Items listed in a dataset
..........

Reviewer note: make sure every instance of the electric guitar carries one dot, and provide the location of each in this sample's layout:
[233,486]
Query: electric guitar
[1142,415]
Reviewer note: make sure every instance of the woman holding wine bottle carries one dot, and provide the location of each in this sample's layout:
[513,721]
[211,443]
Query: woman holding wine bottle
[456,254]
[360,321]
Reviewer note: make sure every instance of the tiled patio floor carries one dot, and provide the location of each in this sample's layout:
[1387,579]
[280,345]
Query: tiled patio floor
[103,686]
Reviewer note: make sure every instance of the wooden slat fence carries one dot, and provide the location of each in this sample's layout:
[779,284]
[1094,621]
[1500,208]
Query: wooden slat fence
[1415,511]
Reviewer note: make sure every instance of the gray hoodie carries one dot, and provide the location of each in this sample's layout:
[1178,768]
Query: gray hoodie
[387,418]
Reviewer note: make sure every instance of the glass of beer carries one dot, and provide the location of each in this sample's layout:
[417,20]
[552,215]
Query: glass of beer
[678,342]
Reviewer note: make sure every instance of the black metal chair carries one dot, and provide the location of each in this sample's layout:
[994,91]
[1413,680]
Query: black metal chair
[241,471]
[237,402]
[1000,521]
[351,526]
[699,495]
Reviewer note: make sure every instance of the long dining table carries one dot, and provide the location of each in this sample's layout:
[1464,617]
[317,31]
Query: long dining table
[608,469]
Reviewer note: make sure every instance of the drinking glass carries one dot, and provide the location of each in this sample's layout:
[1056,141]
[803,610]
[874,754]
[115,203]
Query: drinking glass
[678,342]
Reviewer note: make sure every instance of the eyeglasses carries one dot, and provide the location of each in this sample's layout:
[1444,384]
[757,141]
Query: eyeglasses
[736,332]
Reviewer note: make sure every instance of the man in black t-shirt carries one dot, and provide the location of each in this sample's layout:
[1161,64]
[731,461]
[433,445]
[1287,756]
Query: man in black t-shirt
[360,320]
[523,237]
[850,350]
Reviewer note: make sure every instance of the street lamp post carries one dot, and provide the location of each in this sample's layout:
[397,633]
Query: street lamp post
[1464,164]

..........

## Problem to work on:
If a line appears above, it belongs in your answer, printed exactly.

## Solution for this task:
Reviewer note: make sure every instance of the electric guitar carries one dot, and provide the location of each in this sample's layout:
[233,486]
Query: electric guitar
[1142,415]
Reviewer note: make sure every instance of the woman holding wine bottle carries one dot, and provide the location of each in this sample's layout:
[513,721]
[211,443]
Query: woman holding wine bottle
[456,254]
[360,321]
Reviewer note: make sure every instance of the tiled patio floor carries one dot, and provide the location of each in this sample's layout:
[1387,579]
[280,345]
Query: tiled patio floor
[103,686]
Reviewer note: make sure every instance of the wooden slat fence carries one dot, and provide the location of each in this sample's layout:
[779,284]
[1094,621]
[1500,208]
Query: wooden slat fence
[1415,511]
Reviewer note: make sure every instance of the gray hoodie carries one dot, and provide the location of each in this sample's layout:
[1178,768]
Query: gray hoodie
[387,418]
Reviewer note: make sure every instance of the glass of beer carries one dot, and provide the location of each in this sample's layout:
[417,20]
[552,215]
Query: glass of beer
[678,342]
Reviewer note: make sure every instance of the black metal chair carries one dot, and provide the location of each in this sample's layout:
[994,91]
[1413,680]
Query: black metal chair
[241,471]
[237,402]
[1000,521]
[351,526]
[699,495]
Reviewer note: make sure every instance of the long dining table carries one dot, and provide the location of each in this sample's layout:
[1464,617]
[317,31]
Query: long dining table
[608,469]
Reviewer note: make sure every instance of the drinking glass carries one dot, and provide the location of each in this sample's layout:
[1056,141]
[803,610]
[874,754]
[115,203]
Query: drinking glass
[678,342]
Reviewer note: make sure every instance of the eyeglasses carries one dot, and provide the location of each in this sample's layout:
[1444,384]
[757,141]
Query: eyeglasses
[736,332]
Reviewer note: make sure every instance of the man in black t-shirt carries one dot, and provide the location of each in this sample's layout:
[1161,64]
[731,461]
[433,445]
[1287,756]
Query: man in black t-shirt
[360,320]
[523,237]
[850,350]
Reviewer note: make sure every instance of the street lamp post carries one dot, and provide the location of each in this sample's layout:
[397,633]
Query: street lamp post
[1464,164]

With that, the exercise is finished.